ER: What other works are in the show?

MG: Skateboards and a hat. I painted on a hat. It was pretty fun. Kind of like Magritte. He used to paint bowler hats. He also painted on bottles and stuff. He painted on curved surfaces. My girlfriend Heathermary bought me the hat and I painted on it. I didn't really wear it until I painted it.

ER: Is this the first show you have done in a while?

MG: I was in a photography show called Topsy Turvy at the Janet Borden gallery. It was photos I made with my Sidekick.

ER: So you take photos, paint, make zines, write poetry, skateboard! You work in many mediums. What is your favorite? (LEFT: UNTITLED (HOTROD) 2009)


MG: I take it as it comes. I just made two super-8 films with my friend William Strobeck. One is a music video for Coconut Records, which is Jason Schwartzman's band. You can see the video on the myspace page. And I did one for Pepe Bradock. He is normally an instrumental musician, but this time he took my voice and recorded it and put it to his music.

ER: Would you like to do more music videos?

MG: It's hard to say. I like George Baselitz. I like his huge sculptures. I would like to work like that, and make massive sculptures. I already did make one in Holland, at an art institute called Het Domeine. It is still there in the garden. It's on the web. You can see it.

ER: Do you have another show coming up?

MG: Yeah, uptown. It's pretty strange. It is a correspondence that I had over a period of time with my friend Jocko Weyland. He wrote the book ‘The Answer is Never', a historical account of himself and skateboarding from the early 80s to the 90s, or something like that.

§ **Stored data**
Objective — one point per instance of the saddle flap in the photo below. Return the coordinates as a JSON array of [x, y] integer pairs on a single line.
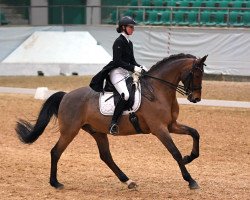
[[107, 105]]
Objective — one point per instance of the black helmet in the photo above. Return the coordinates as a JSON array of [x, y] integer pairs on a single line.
[[126, 20]]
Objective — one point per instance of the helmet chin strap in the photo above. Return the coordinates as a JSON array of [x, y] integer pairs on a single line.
[[125, 30]]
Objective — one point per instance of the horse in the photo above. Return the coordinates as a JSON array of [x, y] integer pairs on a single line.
[[158, 113]]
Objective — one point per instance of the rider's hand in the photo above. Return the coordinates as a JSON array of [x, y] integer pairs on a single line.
[[138, 69], [144, 68]]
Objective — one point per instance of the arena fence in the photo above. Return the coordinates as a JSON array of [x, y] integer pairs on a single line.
[[180, 14]]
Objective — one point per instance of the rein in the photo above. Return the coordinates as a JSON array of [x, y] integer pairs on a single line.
[[184, 90]]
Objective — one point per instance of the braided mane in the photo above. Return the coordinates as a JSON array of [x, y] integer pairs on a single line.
[[170, 59]]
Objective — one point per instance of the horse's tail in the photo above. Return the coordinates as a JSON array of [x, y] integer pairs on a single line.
[[29, 133]]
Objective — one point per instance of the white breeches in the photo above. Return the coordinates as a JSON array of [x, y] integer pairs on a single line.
[[118, 78]]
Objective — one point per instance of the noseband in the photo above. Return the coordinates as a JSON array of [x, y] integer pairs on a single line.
[[188, 87]]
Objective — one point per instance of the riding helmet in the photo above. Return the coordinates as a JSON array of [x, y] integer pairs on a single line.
[[124, 21]]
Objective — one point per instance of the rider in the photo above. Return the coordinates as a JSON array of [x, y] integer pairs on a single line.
[[118, 69]]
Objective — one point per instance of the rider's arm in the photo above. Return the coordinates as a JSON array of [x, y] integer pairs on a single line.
[[117, 56]]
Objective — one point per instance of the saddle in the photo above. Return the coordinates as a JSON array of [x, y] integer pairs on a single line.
[[109, 98]]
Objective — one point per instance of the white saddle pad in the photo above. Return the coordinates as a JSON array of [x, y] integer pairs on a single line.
[[107, 107]]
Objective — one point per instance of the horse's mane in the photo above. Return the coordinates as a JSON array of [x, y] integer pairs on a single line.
[[170, 59]]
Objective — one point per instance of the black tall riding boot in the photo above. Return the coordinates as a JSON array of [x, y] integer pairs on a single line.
[[114, 129]]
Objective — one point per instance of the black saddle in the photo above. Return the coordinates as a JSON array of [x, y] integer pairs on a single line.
[[131, 89]]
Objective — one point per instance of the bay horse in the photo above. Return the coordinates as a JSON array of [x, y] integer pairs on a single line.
[[158, 113]]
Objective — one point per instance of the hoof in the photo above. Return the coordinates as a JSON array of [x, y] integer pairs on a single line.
[[186, 160], [131, 184], [57, 185], [193, 185]]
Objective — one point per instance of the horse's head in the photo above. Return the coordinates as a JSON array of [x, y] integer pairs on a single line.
[[192, 80]]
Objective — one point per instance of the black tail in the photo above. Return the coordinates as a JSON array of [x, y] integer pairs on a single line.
[[29, 133]]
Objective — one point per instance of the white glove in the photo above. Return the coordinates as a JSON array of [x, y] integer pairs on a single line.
[[144, 68], [138, 70]]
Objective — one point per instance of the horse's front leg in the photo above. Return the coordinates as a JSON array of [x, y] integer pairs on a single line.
[[186, 130], [105, 155], [164, 136]]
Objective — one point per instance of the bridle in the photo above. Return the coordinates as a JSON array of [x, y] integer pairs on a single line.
[[188, 86]]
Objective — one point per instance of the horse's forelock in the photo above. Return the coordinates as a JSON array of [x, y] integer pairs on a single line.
[[170, 59]]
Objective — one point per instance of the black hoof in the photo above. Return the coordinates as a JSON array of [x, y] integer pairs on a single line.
[[186, 160], [57, 185], [193, 185]]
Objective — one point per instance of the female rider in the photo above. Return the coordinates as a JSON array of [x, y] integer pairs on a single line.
[[118, 69]]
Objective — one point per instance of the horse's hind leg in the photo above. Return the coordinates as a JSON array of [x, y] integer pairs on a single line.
[[186, 130], [105, 155], [56, 152], [164, 136]]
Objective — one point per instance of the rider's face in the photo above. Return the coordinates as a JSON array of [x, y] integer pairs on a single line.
[[130, 29]]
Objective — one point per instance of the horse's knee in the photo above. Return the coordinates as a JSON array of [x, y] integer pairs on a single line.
[[125, 95], [54, 153], [194, 133]]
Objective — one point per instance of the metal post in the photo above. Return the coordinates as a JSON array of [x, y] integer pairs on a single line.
[[62, 11]]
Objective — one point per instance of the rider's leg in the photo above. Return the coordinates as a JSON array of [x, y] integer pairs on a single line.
[[118, 78], [114, 129]]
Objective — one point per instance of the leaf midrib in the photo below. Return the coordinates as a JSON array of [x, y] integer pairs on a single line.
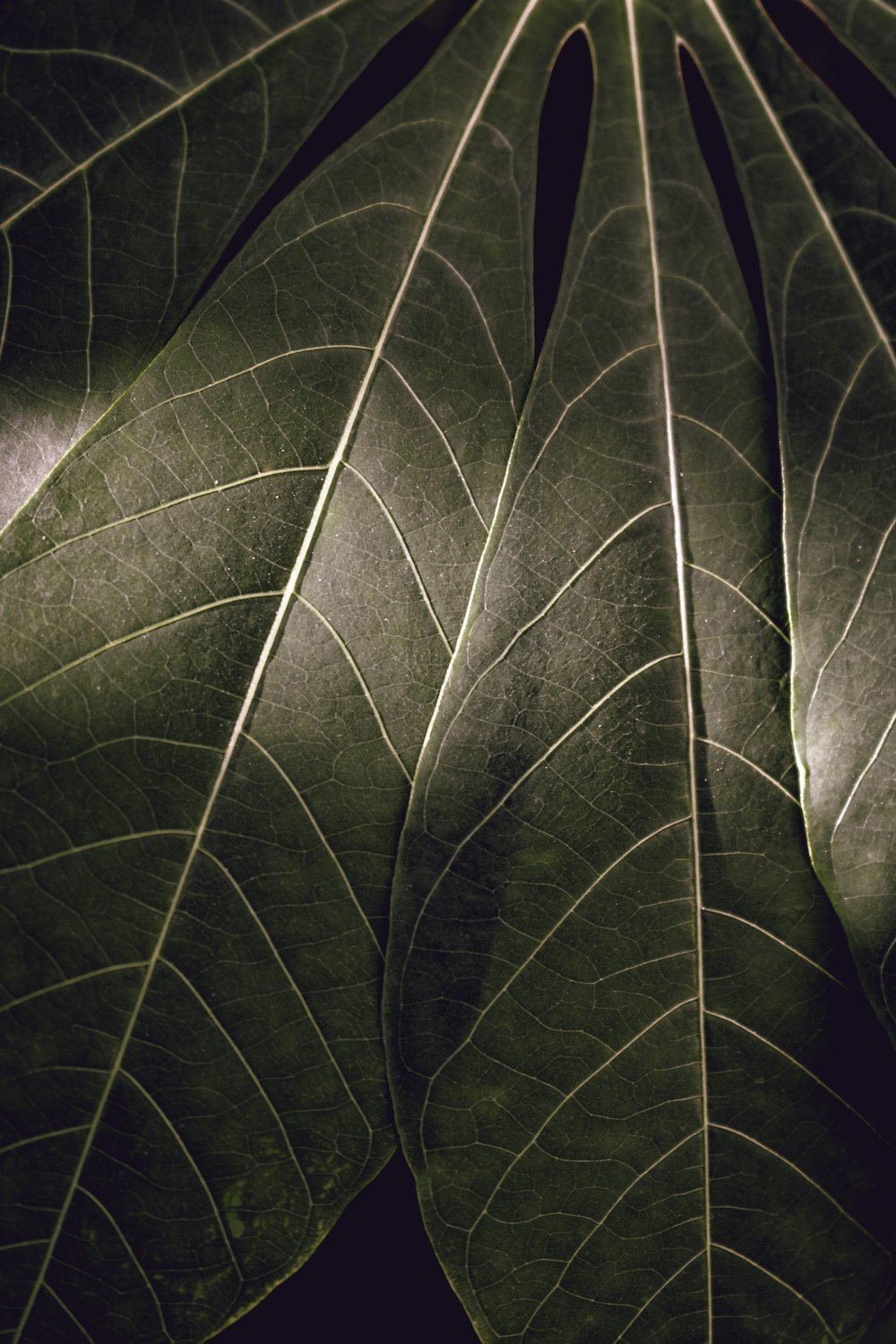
[[678, 526]]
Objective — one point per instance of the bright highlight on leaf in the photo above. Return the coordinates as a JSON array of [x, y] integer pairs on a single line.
[[410, 741]]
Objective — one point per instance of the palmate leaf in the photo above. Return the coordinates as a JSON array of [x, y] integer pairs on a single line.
[[622, 1059], [325, 556], [228, 617]]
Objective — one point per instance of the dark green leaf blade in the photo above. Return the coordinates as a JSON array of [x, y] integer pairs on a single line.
[[131, 150], [624, 1015], [826, 239], [228, 616]]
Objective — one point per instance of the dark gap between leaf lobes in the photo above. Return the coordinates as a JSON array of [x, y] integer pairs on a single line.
[[390, 72], [563, 136]]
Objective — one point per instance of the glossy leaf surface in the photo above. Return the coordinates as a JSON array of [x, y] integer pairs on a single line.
[[831, 297], [228, 617], [131, 147], [624, 1013], [339, 582]]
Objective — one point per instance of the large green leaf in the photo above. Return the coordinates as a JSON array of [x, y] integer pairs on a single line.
[[831, 284], [330, 583], [228, 616], [626, 1059], [131, 148]]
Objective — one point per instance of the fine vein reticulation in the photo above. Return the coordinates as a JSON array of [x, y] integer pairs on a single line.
[[340, 621]]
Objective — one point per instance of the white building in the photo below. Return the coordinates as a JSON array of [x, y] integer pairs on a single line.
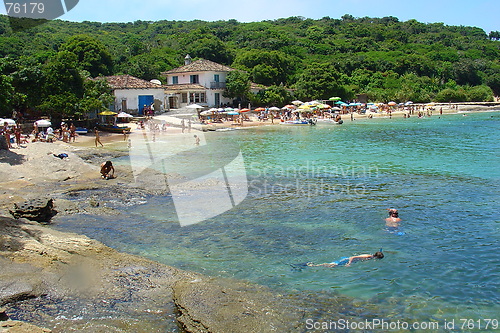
[[132, 94], [202, 82]]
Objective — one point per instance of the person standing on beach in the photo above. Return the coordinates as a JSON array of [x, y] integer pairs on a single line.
[[97, 138], [72, 132], [107, 170], [6, 133]]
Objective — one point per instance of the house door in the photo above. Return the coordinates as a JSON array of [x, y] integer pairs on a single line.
[[172, 102], [217, 99], [145, 101], [124, 105]]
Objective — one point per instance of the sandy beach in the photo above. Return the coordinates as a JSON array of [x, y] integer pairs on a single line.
[[39, 263], [42, 267]]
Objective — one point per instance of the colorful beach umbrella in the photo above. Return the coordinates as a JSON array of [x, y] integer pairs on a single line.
[[10, 122]]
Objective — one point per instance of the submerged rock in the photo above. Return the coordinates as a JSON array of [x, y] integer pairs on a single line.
[[40, 210]]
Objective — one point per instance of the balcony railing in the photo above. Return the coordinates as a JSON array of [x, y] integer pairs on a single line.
[[217, 85]]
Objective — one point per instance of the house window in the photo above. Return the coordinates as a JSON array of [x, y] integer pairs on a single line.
[[198, 98], [194, 79]]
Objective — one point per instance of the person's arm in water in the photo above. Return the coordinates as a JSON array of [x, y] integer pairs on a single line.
[[360, 257]]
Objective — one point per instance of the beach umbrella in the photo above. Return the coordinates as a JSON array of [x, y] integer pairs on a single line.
[[107, 113], [43, 123], [194, 106], [10, 122]]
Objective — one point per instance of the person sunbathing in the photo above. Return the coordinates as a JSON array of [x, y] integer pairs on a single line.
[[107, 170]]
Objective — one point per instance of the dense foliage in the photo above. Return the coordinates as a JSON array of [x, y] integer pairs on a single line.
[[381, 57]]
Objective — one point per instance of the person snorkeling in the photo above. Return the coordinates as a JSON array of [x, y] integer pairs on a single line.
[[393, 220], [346, 261]]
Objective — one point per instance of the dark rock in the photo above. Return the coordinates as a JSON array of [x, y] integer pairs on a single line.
[[3, 314], [40, 210]]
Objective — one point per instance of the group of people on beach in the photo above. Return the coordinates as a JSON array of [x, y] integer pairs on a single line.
[[15, 134]]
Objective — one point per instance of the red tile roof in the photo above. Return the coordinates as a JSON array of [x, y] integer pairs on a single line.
[[200, 65], [186, 86], [129, 82]]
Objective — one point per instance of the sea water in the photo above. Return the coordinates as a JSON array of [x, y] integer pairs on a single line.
[[319, 193]]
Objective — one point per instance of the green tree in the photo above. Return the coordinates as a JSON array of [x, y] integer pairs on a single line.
[[62, 86], [237, 85], [267, 67], [6, 96], [92, 55], [274, 95], [481, 93], [97, 97], [320, 81]]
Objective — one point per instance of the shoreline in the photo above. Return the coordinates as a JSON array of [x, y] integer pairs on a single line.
[[49, 253], [49, 277], [174, 128]]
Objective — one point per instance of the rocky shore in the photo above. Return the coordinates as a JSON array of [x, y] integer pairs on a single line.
[[64, 282]]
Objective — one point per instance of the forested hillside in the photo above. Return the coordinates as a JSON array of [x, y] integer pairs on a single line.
[[381, 57]]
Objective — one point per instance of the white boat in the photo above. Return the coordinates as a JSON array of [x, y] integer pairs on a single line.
[[330, 121]]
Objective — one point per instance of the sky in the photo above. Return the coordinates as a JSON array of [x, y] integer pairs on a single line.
[[477, 13]]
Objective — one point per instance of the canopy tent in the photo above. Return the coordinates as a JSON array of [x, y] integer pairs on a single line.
[[10, 122], [194, 106], [124, 115], [107, 113], [43, 123]]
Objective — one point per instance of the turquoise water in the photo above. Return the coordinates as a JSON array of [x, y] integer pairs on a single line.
[[320, 193]]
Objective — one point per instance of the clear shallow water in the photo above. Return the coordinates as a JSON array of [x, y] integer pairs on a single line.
[[321, 193]]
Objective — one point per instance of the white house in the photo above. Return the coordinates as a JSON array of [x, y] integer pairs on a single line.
[[202, 82], [132, 94]]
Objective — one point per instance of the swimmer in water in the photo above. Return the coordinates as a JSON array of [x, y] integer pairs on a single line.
[[348, 260], [393, 220]]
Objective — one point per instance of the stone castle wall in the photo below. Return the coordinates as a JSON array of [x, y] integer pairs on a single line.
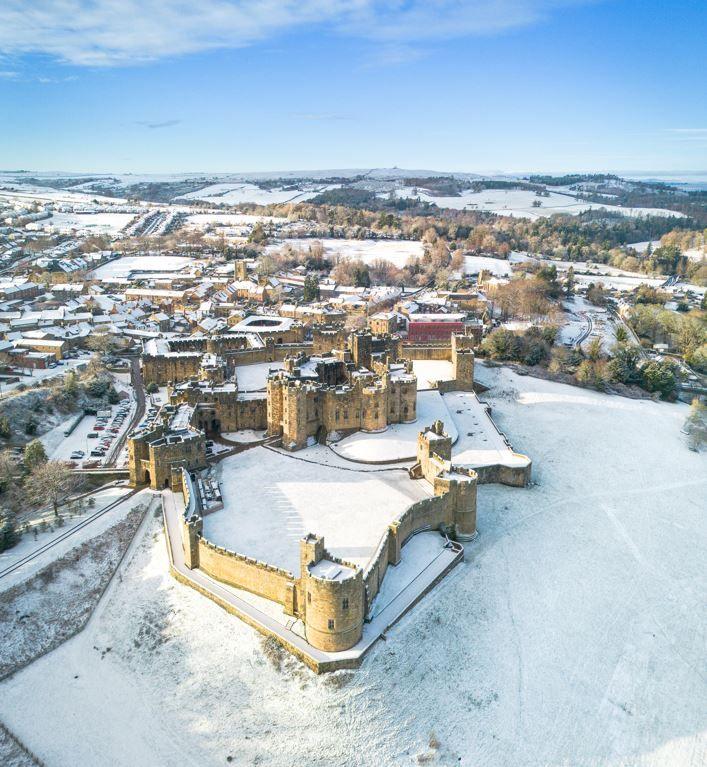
[[246, 573]]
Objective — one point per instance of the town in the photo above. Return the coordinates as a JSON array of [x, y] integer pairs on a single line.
[[294, 387]]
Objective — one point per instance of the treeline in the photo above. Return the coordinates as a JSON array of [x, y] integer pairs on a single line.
[[573, 178], [590, 367]]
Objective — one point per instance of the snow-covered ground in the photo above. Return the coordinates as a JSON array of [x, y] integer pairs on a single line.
[[519, 203], [254, 377], [271, 500], [497, 266], [399, 441], [620, 283], [29, 543], [44, 374], [236, 193], [430, 371], [122, 267], [244, 435], [573, 635], [84, 223], [396, 251], [642, 247], [201, 220]]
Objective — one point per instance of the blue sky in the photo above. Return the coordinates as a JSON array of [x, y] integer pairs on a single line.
[[165, 86]]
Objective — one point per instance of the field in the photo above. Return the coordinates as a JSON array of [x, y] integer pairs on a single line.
[[122, 267], [237, 193], [519, 203], [573, 634], [396, 251], [273, 499], [88, 223]]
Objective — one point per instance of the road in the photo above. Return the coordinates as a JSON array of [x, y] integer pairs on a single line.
[[139, 389], [39, 551]]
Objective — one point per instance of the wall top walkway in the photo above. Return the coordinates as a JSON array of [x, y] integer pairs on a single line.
[[319, 660]]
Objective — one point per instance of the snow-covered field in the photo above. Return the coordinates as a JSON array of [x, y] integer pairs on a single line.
[[399, 441], [497, 266], [621, 283], [519, 203], [255, 377], [236, 193], [29, 543], [84, 223], [396, 251], [203, 220], [430, 371], [574, 633], [271, 500], [122, 267]]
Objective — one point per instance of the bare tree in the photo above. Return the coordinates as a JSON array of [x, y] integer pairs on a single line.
[[52, 482]]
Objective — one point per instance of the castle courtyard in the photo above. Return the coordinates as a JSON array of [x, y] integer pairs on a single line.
[[272, 499]]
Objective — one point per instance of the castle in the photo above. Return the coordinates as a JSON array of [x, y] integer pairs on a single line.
[[331, 596], [366, 385]]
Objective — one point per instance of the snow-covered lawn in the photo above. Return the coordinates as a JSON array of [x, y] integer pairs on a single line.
[[272, 500], [202, 220], [45, 610], [29, 544], [574, 633], [519, 203], [122, 267], [240, 192], [85, 223], [396, 251], [622, 283], [430, 371], [254, 377], [479, 443], [244, 435], [44, 374], [399, 441], [499, 267]]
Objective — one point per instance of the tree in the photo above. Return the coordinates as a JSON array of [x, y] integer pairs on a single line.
[[594, 350], [659, 377], [623, 367], [71, 384], [362, 278], [52, 481], [596, 294], [621, 334], [35, 455], [311, 288], [9, 535], [102, 341], [570, 282], [696, 425]]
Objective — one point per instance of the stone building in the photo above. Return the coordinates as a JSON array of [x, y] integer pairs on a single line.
[[317, 396], [171, 444]]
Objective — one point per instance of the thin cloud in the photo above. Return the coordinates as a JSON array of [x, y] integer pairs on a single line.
[[129, 32], [321, 116], [157, 125], [688, 134]]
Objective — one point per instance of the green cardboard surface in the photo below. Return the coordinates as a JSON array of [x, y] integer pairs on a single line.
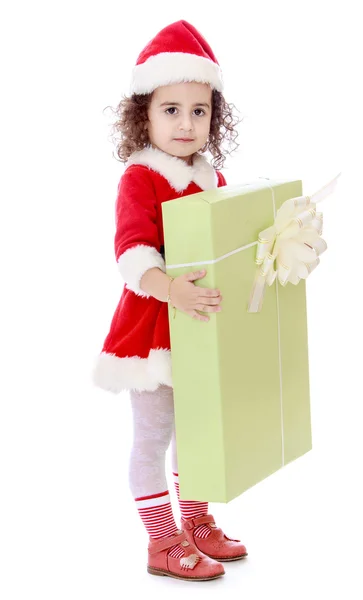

§ **Problems to work on**
• a. Name every activity the interviewer lists when saying the artist works in many mediums in the interview.
• b. In the interview, what is the name of the art institute in Holland where the artist made a sculpture?
• c. Please write out everything in the interview from "MG: I was in" down to "more music videos?".
The listing comes from a separate source and has no connection to the interview.

§ **Task-by-task answers**
• a. Taking photos, painting, making zines, writing poetry, skateboarding

• b. Het Domeine

• c.
MG: I was in a photography show called Topsy Turvy at the Janet Borden gallery. It was photos I made with my Sidekick.

ER: So you take photos, paint, make zines, write poetry, skateboard! You work in many mediums. What is your favorite? (LEFT: UNTITLED (HOTROD) 2009)


MG: I take it as it comes. I just made two super-8 films with my friend William Strobeck. One is a music video for Coconut Records, which is Jason Schwartzman's band. You can see the video on the myspace page. And I did one for Pepe Bradock. He is normally an instrumental musician, but this time he took my voice and recorded it and put it to his music.

ER: Would you like to do more music videos?